### Written instruction
Starting at the line containing "Target: ship silhouette" and ending at the end of the data, copy those lines with "trace" changed to "draw" and nothing else altered. Omit the pictures from your copy.

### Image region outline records
# # #

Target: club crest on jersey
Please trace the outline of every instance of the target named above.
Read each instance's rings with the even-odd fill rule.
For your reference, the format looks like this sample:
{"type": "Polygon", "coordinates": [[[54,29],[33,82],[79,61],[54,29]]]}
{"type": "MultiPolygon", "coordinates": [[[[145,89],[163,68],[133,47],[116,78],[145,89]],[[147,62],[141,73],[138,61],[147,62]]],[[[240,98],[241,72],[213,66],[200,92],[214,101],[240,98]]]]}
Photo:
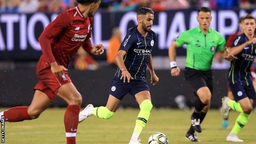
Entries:
{"type": "Polygon", "coordinates": [[[195,46],[196,47],[200,47],[201,46],[200,44],[196,44],[195,46]]]}
{"type": "Polygon", "coordinates": [[[129,40],[129,39],[130,39],[130,34],[128,36],[128,38],[127,38],[127,39],[126,39],[126,41],[123,43],[123,46],[124,47],[125,47],[125,46],[126,46],[126,44],[127,43],[127,42],[128,42],[128,40],[129,40]]]}
{"type": "Polygon", "coordinates": [[[241,91],[239,91],[238,92],[238,96],[242,96],[242,92],[241,91]]]}
{"type": "Polygon", "coordinates": [[[112,91],[115,91],[116,90],[116,87],[115,87],[115,86],[112,87],[111,87],[111,90],[112,91]]]}
{"type": "Polygon", "coordinates": [[[151,45],[151,46],[154,46],[154,43],[155,43],[154,40],[153,40],[151,41],[150,42],[150,44],[151,45]]]}

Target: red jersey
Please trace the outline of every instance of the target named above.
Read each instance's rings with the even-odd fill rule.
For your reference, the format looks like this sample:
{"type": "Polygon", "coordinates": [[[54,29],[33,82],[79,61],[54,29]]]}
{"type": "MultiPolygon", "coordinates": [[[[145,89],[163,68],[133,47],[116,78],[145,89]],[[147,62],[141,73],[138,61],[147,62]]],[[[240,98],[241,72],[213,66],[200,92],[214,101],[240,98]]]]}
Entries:
{"type": "Polygon", "coordinates": [[[85,18],[78,6],[60,14],[39,38],[43,52],[40,59],[67,68],[81,46],[90,53],[93,21],[92,17],[85,18]]]}

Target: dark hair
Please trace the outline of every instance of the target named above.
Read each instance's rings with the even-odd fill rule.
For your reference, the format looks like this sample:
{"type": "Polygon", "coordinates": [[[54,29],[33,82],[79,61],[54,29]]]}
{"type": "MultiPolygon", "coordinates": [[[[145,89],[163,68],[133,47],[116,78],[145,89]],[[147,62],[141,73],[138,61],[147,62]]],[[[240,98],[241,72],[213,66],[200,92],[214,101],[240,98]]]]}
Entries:
{"type": "Polygon", "coordinates": [[[211,10],[210,8],[207,7],[202,7],[200,9],[197,10],[197,14],[199,14],[200,11],[203,11],[204,12],[211,12],[211,10]]]}
{"type": "Polygon", "coordinates": [[[153,10],[150,8],[142,7],[139,9],[139,10],[138,10],[137,15],[139,14],[143,14],[144,15],[145,15],[147,13],[153,14],[154,11],[153,11],[153,10]]]}
{"type": "Polygon", "coordinates": [[[89,4],[93,2],[97,2],[99,0],[76,0],[80,4],[89,4]]]}
{"type": "Polygon", "coordinates": [[[255,21],[255,18],[251,14],[247,14],[242,18],[242,21],[246,19],[252,19],[255,21]]]}
{"type": "Polygon", "coordinates": [[[239,18],[239,23],[242,23],[243,18],[243,17],[240,17],[240,18],[239,18]]]}

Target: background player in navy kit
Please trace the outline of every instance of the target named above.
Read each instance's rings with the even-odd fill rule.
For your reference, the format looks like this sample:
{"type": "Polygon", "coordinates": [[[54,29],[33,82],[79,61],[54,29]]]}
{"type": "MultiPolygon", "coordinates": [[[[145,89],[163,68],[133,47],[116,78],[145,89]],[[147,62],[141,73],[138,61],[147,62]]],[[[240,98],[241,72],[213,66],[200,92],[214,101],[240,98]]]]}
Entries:
{"type": "Polygon", "coordinates": [[[228,75],[229,87],[235,101],[227,97],[222,99],[222,105],[226,106],[226,108],[229,107],[240,113],[226,138],[227,141],[233,142],[243,142],[237,135],[247,123],[252,110],[252,103],[256,99],[250,70],[256,56],[256,38],[254,37],[256,27],[255,18],[252,15],[247,14],[242,22],[244,33],[236,37],[230,50],[231,54],[238,58],[231,62],[228,75]]]}
{"type": "Polygon", "coordinates": [[[146,125],[153,107],[145,78],[147,65],[151,74],[151,83],[155,85],[158,82],[151,56],[154,42],[157,39],[155,33],[151,30],[153,14],[150,8],[139,9],[138,25],[128,30],[116,57],[119,68],[112,81],[106,106],[94,108],[90,104],[79,114],[79,122],[92,114],[101,119],[110,119],[114,116],[121,101],[129,93],[135,98],[140,108],[129,143],[131,144],[140,144],[138,138],[146,125]]]}
{"type": "Polygon", "coordinates": [[[30,105],[16,107],[0,112],[0,120],[3,115],[9,122],[35,119],[57,96],[68,104],[64,116],[67,144],[75,144],[82,97],[72,82],[66,68],[80,46],[94,55],[104,52],[102,44],[94,47],[89,39],[92,16],[101,0],[76,1],[79,3],[77,7],[60,13],[39,38],[43,54],[37,66],[39,80],[34,87],[30,105]]]}

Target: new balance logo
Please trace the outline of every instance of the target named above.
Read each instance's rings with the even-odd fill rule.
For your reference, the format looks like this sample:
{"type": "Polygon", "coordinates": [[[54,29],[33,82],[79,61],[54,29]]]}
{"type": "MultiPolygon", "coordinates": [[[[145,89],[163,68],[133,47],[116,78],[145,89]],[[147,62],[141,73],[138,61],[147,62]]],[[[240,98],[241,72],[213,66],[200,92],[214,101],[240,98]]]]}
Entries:
{"type": "Polygon", "coordinates": [[[65,74],[63,73],[62,75],[62,78],[63,79],[63,81],[66,81],[68,80],[66,79],[66,76],[65,76],[65,74]]]}

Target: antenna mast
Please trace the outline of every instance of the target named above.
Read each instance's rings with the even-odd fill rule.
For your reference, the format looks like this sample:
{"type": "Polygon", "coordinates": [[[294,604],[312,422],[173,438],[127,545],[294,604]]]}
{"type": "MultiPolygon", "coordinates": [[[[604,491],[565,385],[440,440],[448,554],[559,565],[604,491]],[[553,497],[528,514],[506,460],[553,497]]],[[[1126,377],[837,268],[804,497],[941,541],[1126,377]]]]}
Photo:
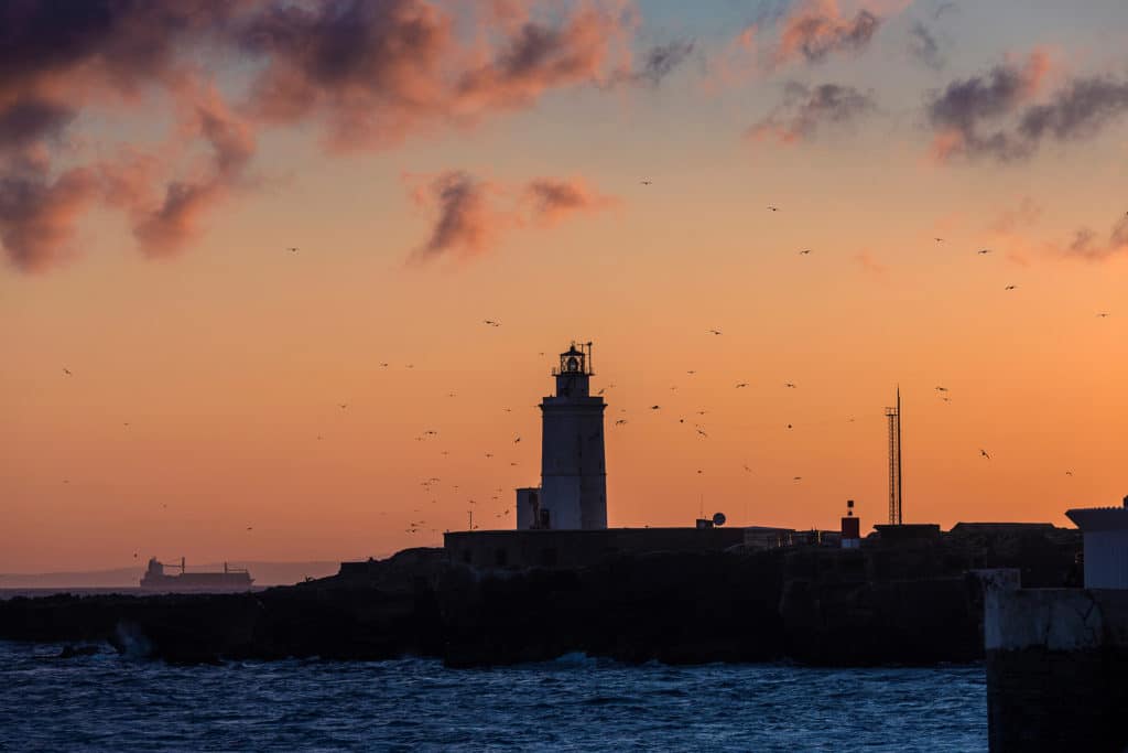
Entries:
{"type": "Polygon", "coordinates": [[[889,421],[889,525],[901,525],[901,388],[896,408],[885,409],[889,421]]]}

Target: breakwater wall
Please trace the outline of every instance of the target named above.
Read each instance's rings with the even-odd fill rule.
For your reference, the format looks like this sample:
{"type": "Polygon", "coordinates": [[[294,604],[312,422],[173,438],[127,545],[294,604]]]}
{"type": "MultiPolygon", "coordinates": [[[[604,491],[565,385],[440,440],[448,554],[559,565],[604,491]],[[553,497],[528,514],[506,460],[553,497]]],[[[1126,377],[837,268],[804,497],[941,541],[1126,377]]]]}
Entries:
{"type": "Polygon", "coordinates": [[[1128,590],[988,585],[988,739],[996,753],[1128,750],[1128,590]]]}
{"type": "Polygon", "coordinates": [[[575,568],[475,568],[443,550],[223,596],[55,596],[0,603],[0,638],[109,641],[169,662],[288,656],[451,666],[552,659],[818,665],[968,662],[982,654],[969,570],[1074,577],[1079,537],[953,537],[858,550],[655,552],[575,568]]]}

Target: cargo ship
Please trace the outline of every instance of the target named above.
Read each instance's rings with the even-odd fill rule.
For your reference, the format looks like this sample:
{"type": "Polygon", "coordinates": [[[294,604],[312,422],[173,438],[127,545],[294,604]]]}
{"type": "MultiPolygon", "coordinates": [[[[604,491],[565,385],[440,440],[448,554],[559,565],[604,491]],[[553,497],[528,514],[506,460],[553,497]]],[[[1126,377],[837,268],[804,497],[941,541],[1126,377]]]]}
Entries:
{"type": "Polygon", "coordinates": [[[188,572],[184,558],[180,558],[180,571],[175,575],[165,572],[164,562],[157,558],[149,559],[149,569],[141,578],[141,588],[160,592],[195,592],[222,593],[250,590],[255,581],[246,568],[231,568],[223,563],[222,572],[188,572]]]}

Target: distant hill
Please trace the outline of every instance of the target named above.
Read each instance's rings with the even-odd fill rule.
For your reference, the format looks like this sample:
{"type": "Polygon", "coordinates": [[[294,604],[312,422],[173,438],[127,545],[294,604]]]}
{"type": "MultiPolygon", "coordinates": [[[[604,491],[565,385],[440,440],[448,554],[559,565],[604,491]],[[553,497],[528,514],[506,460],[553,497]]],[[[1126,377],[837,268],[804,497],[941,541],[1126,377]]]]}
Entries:
{"type": "MultiPolygon", "coordinates": [[[[174,570],[171,562],[168,570],[174,570]]],[[[309,578],[336,575],[341,562],[229,562],[247,568],[256,586],[289,586],[309,578]]],[[[87,572],[0,572],[0,588],[125,588],[136,586],[146,566],[87,572]]],[[[188,564],[188,572],[218,571],[222,562],[188,564]]]]}

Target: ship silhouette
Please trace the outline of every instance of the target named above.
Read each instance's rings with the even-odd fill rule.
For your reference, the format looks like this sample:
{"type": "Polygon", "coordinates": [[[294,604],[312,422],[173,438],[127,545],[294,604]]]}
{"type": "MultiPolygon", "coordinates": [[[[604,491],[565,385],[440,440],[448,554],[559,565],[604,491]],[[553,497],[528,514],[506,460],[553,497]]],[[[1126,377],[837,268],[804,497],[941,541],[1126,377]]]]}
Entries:
{"type": "Polygon", "coordinates": [[[231,568],[223,563],[222,572],[188,572],[185,560],[180,558],[180,571],[176,575],[165,572],[165,563],[156,557],[149,558],[149,569],[141,578],[141,588],[162,592],[219,593],[249,590],[255,581],[246,568],[231,568]]]}

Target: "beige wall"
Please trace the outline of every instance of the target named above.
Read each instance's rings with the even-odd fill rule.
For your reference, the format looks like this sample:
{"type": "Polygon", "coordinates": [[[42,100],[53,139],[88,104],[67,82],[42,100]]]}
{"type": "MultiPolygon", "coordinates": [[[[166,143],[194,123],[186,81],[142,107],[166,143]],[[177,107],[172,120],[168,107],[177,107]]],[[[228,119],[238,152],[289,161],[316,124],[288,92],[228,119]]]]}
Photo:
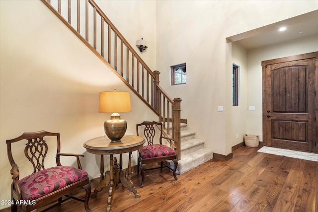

# # #

### Final result
Target: ship silhouette
Please draw the outline of every instance of the target named above.
Read each instance's rings with the even-odd fill rule.
For your reference, the format looks like this sample:
{"type": "Polygon", "coordinates": [[[294,604],[312,422],[173,438],[127,545],[294,604]]]}
{"type": "MultiPolygon", "coordinates": [[[[604,491],[565,385],[440,440],[448,554],[559,565],[604,491]],[[553,497],[528,514],[506,460],[553,497]]],[[[1126,377],[837,268],[804,497],[941,541],[1126,377]]]]}
Entries:
{"type": "Polygon", "coordinates": [[[231,568],[223,563],[222,572],[188,572],[185,560],[180,558],[180,571],[176,575],[165,572],[165,563],[156,557],[149,558],[149,569],[141,578],[141,588],[162,592],[219,593],[249,590],[255,581],[246,568],[231,568]]]}

Target: "beige wall"
Please draw the outline of every instance of the target named above.
Read each instance's rings with the even-odd fill rule.
For your reference, the format looks like this sample:
{"type": "Polygon", "coordinates": [[[42,100],[53,139],[88,104],[67,82],[42,100]]]}
{"type": "MultiPolygon", "coordinates": [[[[166,143],[194,123],[186,81],[142,107],[166,143]],[[177,107],[172,120],[168,107],[177,107]]],[[[228,119],[238,152],[289,161],[316,124],[288,92],[228,119]]]]}
Photo:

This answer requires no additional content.